SUPPLIED RECORDS >>
>> begin
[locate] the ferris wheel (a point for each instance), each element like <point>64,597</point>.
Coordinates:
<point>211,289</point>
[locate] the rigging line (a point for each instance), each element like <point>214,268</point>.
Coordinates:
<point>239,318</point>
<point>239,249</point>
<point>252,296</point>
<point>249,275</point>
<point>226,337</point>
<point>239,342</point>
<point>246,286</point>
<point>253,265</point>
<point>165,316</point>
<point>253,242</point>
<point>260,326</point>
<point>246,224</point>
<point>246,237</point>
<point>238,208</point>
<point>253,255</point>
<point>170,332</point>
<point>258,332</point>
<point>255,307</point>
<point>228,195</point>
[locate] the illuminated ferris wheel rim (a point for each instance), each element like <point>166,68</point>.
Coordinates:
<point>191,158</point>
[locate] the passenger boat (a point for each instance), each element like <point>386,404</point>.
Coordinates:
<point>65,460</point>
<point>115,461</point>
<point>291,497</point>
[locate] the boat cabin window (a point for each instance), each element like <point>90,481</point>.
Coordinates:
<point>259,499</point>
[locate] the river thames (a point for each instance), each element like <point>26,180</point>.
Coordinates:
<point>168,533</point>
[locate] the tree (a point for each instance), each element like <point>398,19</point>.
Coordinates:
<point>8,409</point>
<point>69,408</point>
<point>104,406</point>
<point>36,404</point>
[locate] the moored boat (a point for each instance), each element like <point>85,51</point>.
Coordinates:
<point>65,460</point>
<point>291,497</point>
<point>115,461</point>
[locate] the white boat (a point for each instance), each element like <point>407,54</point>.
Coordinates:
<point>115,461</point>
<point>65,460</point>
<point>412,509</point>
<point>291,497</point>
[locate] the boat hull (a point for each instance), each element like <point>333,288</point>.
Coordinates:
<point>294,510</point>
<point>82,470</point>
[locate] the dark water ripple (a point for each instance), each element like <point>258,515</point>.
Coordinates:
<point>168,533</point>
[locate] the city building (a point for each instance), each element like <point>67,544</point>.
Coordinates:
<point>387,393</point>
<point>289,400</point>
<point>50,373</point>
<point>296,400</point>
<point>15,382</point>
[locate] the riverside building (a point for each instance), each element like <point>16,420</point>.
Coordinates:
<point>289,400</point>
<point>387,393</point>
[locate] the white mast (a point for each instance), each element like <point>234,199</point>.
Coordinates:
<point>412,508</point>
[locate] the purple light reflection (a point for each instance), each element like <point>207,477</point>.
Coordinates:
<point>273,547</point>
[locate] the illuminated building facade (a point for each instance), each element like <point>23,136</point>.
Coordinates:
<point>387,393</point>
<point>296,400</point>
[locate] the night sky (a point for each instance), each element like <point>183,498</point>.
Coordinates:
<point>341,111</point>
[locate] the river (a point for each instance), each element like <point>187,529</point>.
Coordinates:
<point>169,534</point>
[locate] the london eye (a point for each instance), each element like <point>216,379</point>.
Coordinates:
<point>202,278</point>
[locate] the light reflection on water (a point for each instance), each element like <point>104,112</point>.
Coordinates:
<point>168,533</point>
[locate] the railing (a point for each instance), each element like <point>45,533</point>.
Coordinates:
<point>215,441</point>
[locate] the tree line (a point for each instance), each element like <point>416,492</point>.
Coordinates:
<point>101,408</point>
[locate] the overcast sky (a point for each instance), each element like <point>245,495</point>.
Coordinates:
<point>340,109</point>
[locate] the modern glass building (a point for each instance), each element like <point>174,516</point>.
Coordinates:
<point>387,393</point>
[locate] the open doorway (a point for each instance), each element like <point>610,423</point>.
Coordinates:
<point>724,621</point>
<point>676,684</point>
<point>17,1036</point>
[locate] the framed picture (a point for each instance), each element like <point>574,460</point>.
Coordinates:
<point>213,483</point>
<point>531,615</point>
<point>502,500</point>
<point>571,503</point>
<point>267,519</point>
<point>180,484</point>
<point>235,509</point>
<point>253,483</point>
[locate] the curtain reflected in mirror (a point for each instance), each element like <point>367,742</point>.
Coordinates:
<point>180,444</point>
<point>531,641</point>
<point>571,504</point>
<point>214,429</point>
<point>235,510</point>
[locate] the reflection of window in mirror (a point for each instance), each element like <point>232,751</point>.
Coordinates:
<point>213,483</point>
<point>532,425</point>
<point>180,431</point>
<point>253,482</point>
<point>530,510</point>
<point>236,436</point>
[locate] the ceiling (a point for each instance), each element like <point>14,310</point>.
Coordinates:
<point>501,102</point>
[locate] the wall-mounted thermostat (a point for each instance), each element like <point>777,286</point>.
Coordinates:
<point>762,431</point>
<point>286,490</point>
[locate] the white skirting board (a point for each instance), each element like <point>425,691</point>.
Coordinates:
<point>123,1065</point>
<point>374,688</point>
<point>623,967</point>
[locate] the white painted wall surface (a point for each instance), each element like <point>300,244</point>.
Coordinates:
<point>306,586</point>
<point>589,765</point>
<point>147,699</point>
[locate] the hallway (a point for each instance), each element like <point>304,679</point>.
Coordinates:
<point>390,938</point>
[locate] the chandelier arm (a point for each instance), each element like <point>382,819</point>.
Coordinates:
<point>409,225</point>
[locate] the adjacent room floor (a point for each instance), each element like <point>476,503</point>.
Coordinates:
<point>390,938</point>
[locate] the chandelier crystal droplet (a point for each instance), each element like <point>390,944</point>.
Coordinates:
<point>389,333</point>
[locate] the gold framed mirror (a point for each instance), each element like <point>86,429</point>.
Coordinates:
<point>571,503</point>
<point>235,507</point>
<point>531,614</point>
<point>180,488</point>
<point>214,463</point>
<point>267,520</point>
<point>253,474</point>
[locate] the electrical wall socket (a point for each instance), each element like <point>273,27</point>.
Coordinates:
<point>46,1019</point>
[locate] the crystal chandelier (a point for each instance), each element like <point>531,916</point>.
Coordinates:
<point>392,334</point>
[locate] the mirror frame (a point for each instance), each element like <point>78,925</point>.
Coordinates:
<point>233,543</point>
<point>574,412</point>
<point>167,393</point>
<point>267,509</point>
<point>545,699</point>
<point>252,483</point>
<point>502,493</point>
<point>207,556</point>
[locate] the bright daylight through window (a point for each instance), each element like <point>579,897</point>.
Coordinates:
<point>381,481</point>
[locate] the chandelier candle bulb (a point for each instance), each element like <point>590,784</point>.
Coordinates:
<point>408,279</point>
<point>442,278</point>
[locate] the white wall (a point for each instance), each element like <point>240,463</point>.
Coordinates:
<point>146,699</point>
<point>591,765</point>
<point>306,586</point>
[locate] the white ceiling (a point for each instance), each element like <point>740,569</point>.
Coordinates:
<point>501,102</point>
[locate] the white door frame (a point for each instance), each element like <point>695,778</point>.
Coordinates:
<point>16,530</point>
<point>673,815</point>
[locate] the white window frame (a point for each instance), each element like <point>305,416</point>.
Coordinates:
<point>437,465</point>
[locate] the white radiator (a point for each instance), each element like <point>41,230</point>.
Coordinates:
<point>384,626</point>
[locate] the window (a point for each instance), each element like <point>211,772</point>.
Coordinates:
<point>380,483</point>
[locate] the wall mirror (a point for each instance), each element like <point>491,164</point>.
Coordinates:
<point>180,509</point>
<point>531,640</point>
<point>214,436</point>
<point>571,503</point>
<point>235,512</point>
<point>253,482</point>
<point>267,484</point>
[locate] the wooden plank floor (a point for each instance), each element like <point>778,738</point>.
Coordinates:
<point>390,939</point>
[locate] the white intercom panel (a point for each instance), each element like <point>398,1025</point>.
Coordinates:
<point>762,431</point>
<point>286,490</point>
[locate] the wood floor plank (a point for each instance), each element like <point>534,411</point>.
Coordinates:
>> end
WHAT THIS TASK INVOLVES >> Render every line of the listing above as a JSON list of strings, one string per line, leaving out blank lines.

WRITTEN ANSWER >>
[
  "[locate] the ferris wheel (a point for each instance), each element like <point>64,597</point>.",
  "Coordinates:",
  "<point>211,289</point>",
  "[locate] the rigging line (a point for each instance), each element like <point>214,268</point>.",
  "Coordinates:",
  "<point>239,318</point>",
  "<point>239,249</point>",
  "<point>252,296</point>",
  "<point>249,275</point>",
  "<point>226,337</point>",
  "<point>239,342</point>",
  "<point>246,286</point>",
  "<point>253,265</point>",
  "<point>165,316</point>",
  "<point>253,242</point>",
  "<point>260,326</point>",
  "<point>246,224</point>",
  "<point>246,237</point>",
  "<point>238,208</point>",
  "<point>253,255</point>",
  "<point>170,332</point>",
  "<point>258,332</point>",
  "<point>255,307</point>",
  "<point>228,195</point>",
  "[locate] the illuminated ferris wheel rim (a point for each instance), each element like <point>166,68</point>.",
  "Coordinates:",
  "<point>191,158</point>",
  "[locate] the passenger boat (a point for each instance), each element like <point>386,404</point>.",
  "Coordinates:",
  "<point>65,460</point>",
  "<point>115,461</point>",
  "<point>291,497</point>",
  "[locate] the boat cabin window (a point for each instance), each element like <point>90,481</point>.",
  "Coordinates:",
  "<point>259,499</point>",
  "[locate] the river thames (a point for each instance), each element like <point>26,180</point>.",
  "Coordinates:",
  "<point>168,533</point>",
  "[locate] the tree (a point for each instance), each element like <point>398,19</point>.",
  "Coordinates:",
  "<point>8,409</point>",
  "<point>69,408</point>",
  "<point>104,406</point>",
  "<point>36,404</point>",
  "[locate] the moored boat (a point for each instance), each element like <point>85,51</point>.",
  "Coordinates:",
  "<point>65,460</point>",
  "<point>291,497</point>",
  "<point>115,461</point>",
  "[locate] the white boat (a point for each instance), each element like <point>407,54</point>.",
  "Coordinates:",
  "<point>115,461</point>",
  "<point>65,460</point>",
  "<point>412,509</point>",
  "<point>291,497</point>",
  "[locate] the boat hull (a point for each instance), each element like <point>333,288</point>.",
  "Coordinates:",
  "<point>294,510</point>",
  "<point>82,470</point>",
  "[locate] the dark water ripple (a point for each instance), each element like <point>258,515</point>.",
  "Coordinates:",
  "<point>168,533</point>",
  "[locate] the city building (a point for each instance), each element like <point>67,544</point>.",
  "Coordinates:",
  "<point>387,393</point>",
  "<point>289,400</point>",
  "<point>50,373</point>",
  "<point>296,400</point>",
  "<point>15,382</point>",
  "[locate] the riverside building (a point for each instance), each element like <point>16,420</point>.",
  "Coordinates:",
  "<point>289,400</point>",
  "<point>387,393</point>",
  "[locate] the white mast (a point for each instance), each element like <point>234,199</point>.",
  "Coordinates:",
  "<point>412,508</point>",
  "[locate] the purple light reflection (a point for each instance), each element like <point>207,477</point>.",
  "Coordinates:",
  "<point>273,547</point>",
  "[locate] the illuminated building facade (a point for each instance), each element like <point>23,136</point>.",
  "Coordinates:",
  "<point>387,393</point>",
  "<point>296,400</point>",
  "[locate] the night sky (a point for each instance), each element like <point>183,498</point>.",
  "Coordinates:",
  "<point>341,111</point>",
  "[locate] the river (a point for each instance), each element like <point>187,529</point>.",
  "Coordinates:",
  "<point>169,534</point>",
  "[locate] the london eye (a point for each instance), each element like <point>216,379</point>.",
  "Coordinates:",
  "<point>202,278</point>",
  "[locate] the light reflection on water (a point for each instance), each element like <point>104,112</point>.",
  "Coordinates:",
  "<point>168,533</point>",
  "[locate] the railing (a point for each instance), each element like <point>45,533</point>.",
  "Coordinates:",
  "<point>215,441</point>",
  "[locate] the tree line (a point for each instance), each element like <point>416,492</point>.",
  "Coordinates:",
  "<point>101,408</point>",
  "[locate] the overcast sky (a point for each instance), each element like <point>245,495</point>.",
  "Coordinates:",
  "<point>340,109</point>",
  "[locate] the modern glass building (a point for each instance), each element like <point>174,516</point>.",
  "Coordinates:",
  "<point>387,393</point>",
  "[locate] the open doorway (a point for each instance), each element like <point>610,423</point>.",
  "Coordinates:",
  "<point>724,621</point>",
  "<point>676,684</point>",
  "<point>17,1036</point>",
  "[locate] the framed picture (a point for each instance), each element like <point>574,460</point>.",
  "Coordinates:",
  "<point>213,483</point>",
  "<point>531,615</point>",
  "<point>502,500</point>",
  "<point>571,503</point>",
  "<point>267,519</point>",
  "<point>180,484</point>",
  "<point>235,509</point>",
  "<point>253,483</point>",
  "[locate] the curtain reflected in mirror (a point for each instance), each element like <point>367,742</point>.",
  "Coordinates:",
  "<point>180,444</point>",
  "<point>531,641</point>",
  "<point>571,504</point>",
  "<point>214,429</point>",
  "<point>235,510</point>",
  "[locate] the reflection of window in mirror (a point for each instance), each element like <point>232,751</point>.",
  "Coordinates:",
  "<point>213,483</point>",
  "<point>532,425</point>",
  "<point>180,431</point>",
  "<point>253,482</point>",
  "<point>530,510</point>",
  "<point>236,436</point>",
  "[locate] the ceiling (a point for each instance), each element like <point>14,310</point>.",
  "Coordinates:",
  "<point>501,102</point>",
  "[locate] the wall-mounted thermostat (a point for each instance), each element like <point>777,286</point>.",
  "Coordinates:",
  "<point>762,431</point>",
  "<point>286,490</point>",
  "[locate] the white skirting board (a point for each instance), each element like <point>425,691</point>.",
  "Coordinates:",
  "<point>123,1065</point>",
  "<point>374,688</point>",
  "<point>623,967</point>",
  "[locate] the white painted wall surface (a point for each instance), each element like <point>300,244</point>.",
  "Coordinates:",
  "<point>306,586</point>",
  "<point>589,765</point>",
  "<point>147,699</point>",
  "[locate] the hallway (a point for each instance), each element like <point>304,679</point>.",
  "Coordinates:",
  "<point>390,938</point>",
  "[locate] the chandelier arm (a point for each instance), each element like <point>382,819</point>.",
  "Coordinates:",
  "<point>409,225</point>",
  "[locate] the adjacent room floor (a point for each instance), each element like <point>476,503</point>.",
  "Coordinates:",
  "<point>390,938</point>",
  "[locate] the chandelier crystal droplet (a point for each instance), each element like <point>390,944</point>.",
  "Coordinates:",
  "<point>389,333</point>",
  "[locate] the gold framed mirror (a point for each instance), each element like <point>86,429</point>.",
  "Coordinates:",
  "<point>571,503</point>",
  "<point>235,507</point>",
  "<point>531,614</point>",
  "<point>180,488</point>",
  "<point>214,463</point>",
  "<point>267,520</point>",
  "<point>253,474</point>",
  "[locate] the electrical wall socket (a point for each instance), each element like <point>273,27</point>.",
  "Coordinates:",
  "<point>46,1019</point>",
  "[locate] the crystal chandelier (a point for each instance), each element like <point>531,916</point>.",
  "Coordinates:",
  "<point>392,334</point>",
  "[locate] the mirror frame (a point for each instance), each element like <point>78,925</point>.",
  "Coordinates:",
  "<point>233,543</point>",
  "<point>574,412</point>",
  "<point>167,393</point>",
  "<point>267,509</point>",
  "<point>545,699</point>",
  "<point>252,483</point>",
  "<point>502,493</point>",
  "<point>207,556</point>",
  "[locate] the bright daylight through window (a point for each instance), each element like <point>579,897</point>.",
  "Coordinates:",
  "<point>381,481</point>",
  "[locate] the chandelier candle bulb (a point for each instance), each element like <point>590,784</point>.",
  "Coordinates:",
  "<point>408,279</point>",
  "<point>442,278</point>",
  "[locate] the white wall (a point for each instance), each element like <point>240,463</point>.",
  "Coordinates:",
  "<point>146,699</point>",
  "<point>591,765</point>",
  "<point>306,586</point>",
  "[locate] the white ceiling (a point for each instance), each element like <point>740,569</point>.",
  "Coordinates:",
  "<point>501,102</point>",
  "[locate] the white door frame (a point for each instance), each element like <point>695,778</point>.",
  "Coordinates:",
  "<point>16,530</point>",
  "<point>673,815</point>",
  "[locate] the white window frame (a point for each instance), each element like <point>305,416</point>.",
  "Coordinates:",
  "<point>437,465</point>",
  "[locate] the white radiator (a point for each instance), each element like <point>41,230</point>.",
  "Coordinates:",
  "<point>384,626</point>",
  "[locate] the window (a point for each instance), each element like <point>211,772</point>.",
  "Coordinates:",
  "<point>380,483</point>",
  "[locate] the wall mirror (a point for each instance), each element like <point>491,164</point>.",
  "Coordinates:",
  "<point>180,509</point>",
  "<point>531,640</point>",
  "<point>214,436</point>",
  "<point>571,503</point>",
  "<point>235,512</point>",
  "<point>253,482</point>",
  "<point>267,484</point>",
  "[locate] the wooden plank floor (a point for each instance), each element like <point>778,738</point>.",
  "Coordinates:",
  "<point>390,939</point>",
  "[locate] the white intercom panel (a point for each instance), each element like <point>398,1025</point>.",
  "Coordinates:",
  "<point>762,431</point>",
  "<point>286,490</point>",
  "[locate] the wood floor plank (a point for each instance), each element like <point>534,411</point>.",
  "Coordinates:"
]